- [Extrait]

3b. L’habitat groupé

Depuis des années, la ferme était à l’abandon. Dépassée par l’agriculture contemporaine. Démesurée pour une résidence unifamiliale. Le toit s’était écroulé. Les murs tombaient en ruine. Les orties et les sureaux gagnaient du terrain. Seuls les rouge-queues y habitaient encore. Chaque fois que j’y passais, je la regardais avec une certaine nostalgie, comme le témoignage d’un passé révolu.

Le bâtiment avait pourtant du caractère. Au bout du village, en haut d’une prairie dévalant vers le ruisseau, entourées de grands frênes et de vieux saules, deux longues bâtisses, légèrement incurvées l’une par rapport à l’autre, en pierre de taille et en briques artisanales. Les charpentes séculaires, de plusieurs dizaines de mètres de long, étaient imposantes. Même complètement délabrées, les entrées de la grange étaient, elles aussi, majestueuses.

S’atteler à une restauration semblait utopique : il aurait fallu des budgets extravagants, de loin supérieurs à ceux requis pour une construction neuve. La ruine allait poursuivre son œuvre.

Et puis ces jeunes ménages sont arrivés. Ils ont subdivisé l’ensemble de l’édifice en tranches, une par famille, tout en gardant une partie commune. Il leur a fallu des années pour obtenir le permis de bâtir, des années encore pour faire les travaux, qui sont encore en cours. Certains venaient chaque week-end y travailler. D’autres ont vécu longuement dans une yourte, derrière la maison. Les premiers se sont installés à l’extrémité du bâtiment, qui, famille après famille, s’est rempli.

Maintenant, la bâtisse revit, forte de cinq ménages. Chaque fois que j’y repasse, des enfants surgissent de partout, en petites meutes. De nouvelles plantations surgissent : des arbres fruitiers, des potagers, une serre… Des cabanes se construisent. Des vélos, des jeux traînent un peu au hasard, et plus loin divers outils. Non seulement la vie a repris le dessus, mais elle a changé de visage. Ce qui a été autrefois une ferme familiale est devenu un hameau.

En contrebas du village, en surplomb des prairies, la ferme s’était calquée sur le paysage. Elle a gardé son identité à travers les siècles. Avec la restauration actuelle, liée à une mutation et à une revitalisation, cette identité se transforme. Ce qui était une exploitation agricole est aujourd’hui un ensemble d’habitats ; ce qui était dévolu à une seule famille a désormais un caractère collectif. L’habitat groupé a offert la possibilité de perpétuer l’histoire. L’esprit des lieux, sans avoir été trahi, s’est métamorphosé.

Entrées d'un jeu de données de pointage:
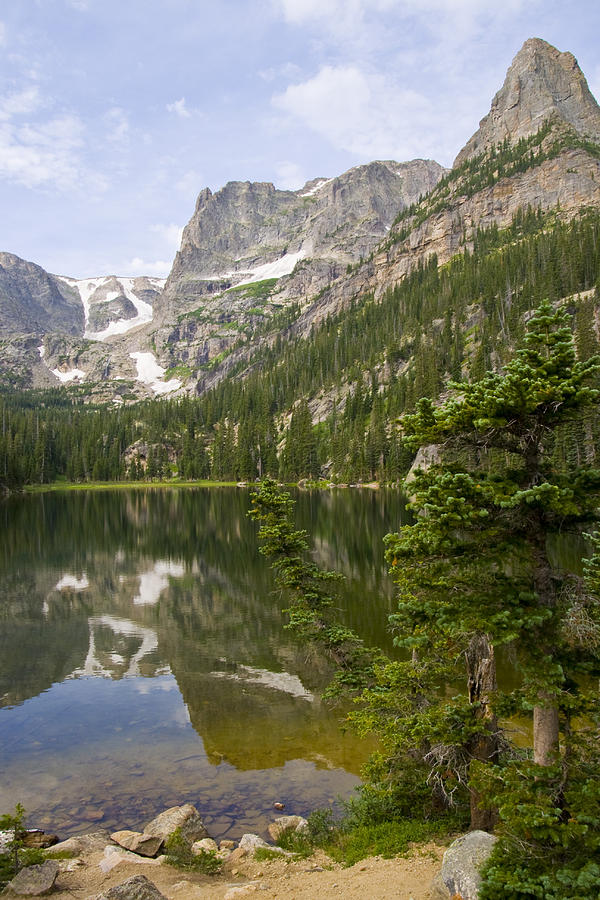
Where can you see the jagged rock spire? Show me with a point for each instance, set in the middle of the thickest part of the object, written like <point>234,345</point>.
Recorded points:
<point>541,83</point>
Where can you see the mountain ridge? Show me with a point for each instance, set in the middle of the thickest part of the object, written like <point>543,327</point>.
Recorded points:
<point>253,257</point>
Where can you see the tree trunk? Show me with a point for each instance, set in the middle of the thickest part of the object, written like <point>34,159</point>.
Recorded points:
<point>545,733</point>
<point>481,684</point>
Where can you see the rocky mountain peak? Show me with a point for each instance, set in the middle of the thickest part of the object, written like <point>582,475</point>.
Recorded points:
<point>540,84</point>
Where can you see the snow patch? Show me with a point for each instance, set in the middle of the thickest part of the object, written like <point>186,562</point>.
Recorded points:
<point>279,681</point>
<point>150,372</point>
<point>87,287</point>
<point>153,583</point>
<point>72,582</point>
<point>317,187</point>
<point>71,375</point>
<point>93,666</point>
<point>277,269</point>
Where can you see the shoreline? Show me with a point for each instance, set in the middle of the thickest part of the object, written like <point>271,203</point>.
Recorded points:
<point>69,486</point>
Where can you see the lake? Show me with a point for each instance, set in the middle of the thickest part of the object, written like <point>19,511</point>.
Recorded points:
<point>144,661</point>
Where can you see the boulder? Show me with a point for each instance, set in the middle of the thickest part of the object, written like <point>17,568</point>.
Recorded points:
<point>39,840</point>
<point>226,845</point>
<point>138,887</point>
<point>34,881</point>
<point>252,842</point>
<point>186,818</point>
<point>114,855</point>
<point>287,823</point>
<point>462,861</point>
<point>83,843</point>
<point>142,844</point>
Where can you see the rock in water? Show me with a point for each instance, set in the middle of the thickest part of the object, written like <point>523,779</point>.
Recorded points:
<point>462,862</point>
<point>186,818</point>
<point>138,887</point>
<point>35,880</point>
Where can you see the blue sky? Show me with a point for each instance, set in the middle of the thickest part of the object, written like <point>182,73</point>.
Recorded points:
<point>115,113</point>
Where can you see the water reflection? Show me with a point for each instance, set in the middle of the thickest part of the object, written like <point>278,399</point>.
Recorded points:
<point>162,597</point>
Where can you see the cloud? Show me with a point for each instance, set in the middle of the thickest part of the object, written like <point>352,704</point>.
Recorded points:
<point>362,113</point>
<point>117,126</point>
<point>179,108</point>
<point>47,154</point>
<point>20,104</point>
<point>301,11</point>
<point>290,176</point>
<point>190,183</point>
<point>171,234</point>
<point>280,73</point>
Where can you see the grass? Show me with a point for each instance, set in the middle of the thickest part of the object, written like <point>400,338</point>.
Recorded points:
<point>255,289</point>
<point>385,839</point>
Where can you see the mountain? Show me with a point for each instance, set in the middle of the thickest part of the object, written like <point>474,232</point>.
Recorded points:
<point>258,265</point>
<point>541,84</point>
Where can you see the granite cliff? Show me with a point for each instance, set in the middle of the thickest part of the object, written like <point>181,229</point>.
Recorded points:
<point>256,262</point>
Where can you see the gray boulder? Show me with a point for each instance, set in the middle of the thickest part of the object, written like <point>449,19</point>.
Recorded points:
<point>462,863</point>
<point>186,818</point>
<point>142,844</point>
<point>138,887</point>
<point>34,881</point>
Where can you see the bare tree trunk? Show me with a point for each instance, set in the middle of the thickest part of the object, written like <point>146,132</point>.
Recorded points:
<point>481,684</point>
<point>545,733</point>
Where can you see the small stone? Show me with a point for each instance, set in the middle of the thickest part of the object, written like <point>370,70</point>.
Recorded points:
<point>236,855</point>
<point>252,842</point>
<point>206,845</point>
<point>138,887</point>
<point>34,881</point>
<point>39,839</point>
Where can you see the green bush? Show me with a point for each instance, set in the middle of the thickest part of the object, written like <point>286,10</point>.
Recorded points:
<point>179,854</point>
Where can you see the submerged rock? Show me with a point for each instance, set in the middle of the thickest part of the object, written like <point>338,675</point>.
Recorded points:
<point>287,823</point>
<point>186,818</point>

- [Énoncé du problème] Poursuivez le texte sur la ferme devenue habitat groupé, à la suite de sa dernière phrase.

- [Problème résolu]
Le principe même de cet habitat groupé change les rapports sociaux : vivre à plusieurs familles dans le même bâtiment, avec des parties privées et des parties communes, conduit à des relations d’entraide et d’intimité accrues, sûrement difficiles à gérer. Les autres y sont plus que des voisins sans pour autant faire partie de la famille.

Les abords en portent l’empreinte. Si, à l’avant et à l’arrière du bâtiment, chacun a mis sa touche personnelle à sa partie de maison, quelques mètres plus loin les limites disparaissent et l’appropriation devient collective. Les extérieurs – un peu jardin, un peu prairie, un peu friche – sont partagés. Les enfants y jouent ensemble, plutôt par tranche d’âge que par fratrie. Impossible, pour celui qui ne fait que passer, de savoir qui sont les enfants de qui. L’habitat groupé engendre des enfants un peu grégaires, circulant d’une famille à l’autre. De même, les plantations, les potagers, certains gros travaux, la grande cabane en forme de tourelle… sont des réalisations communes.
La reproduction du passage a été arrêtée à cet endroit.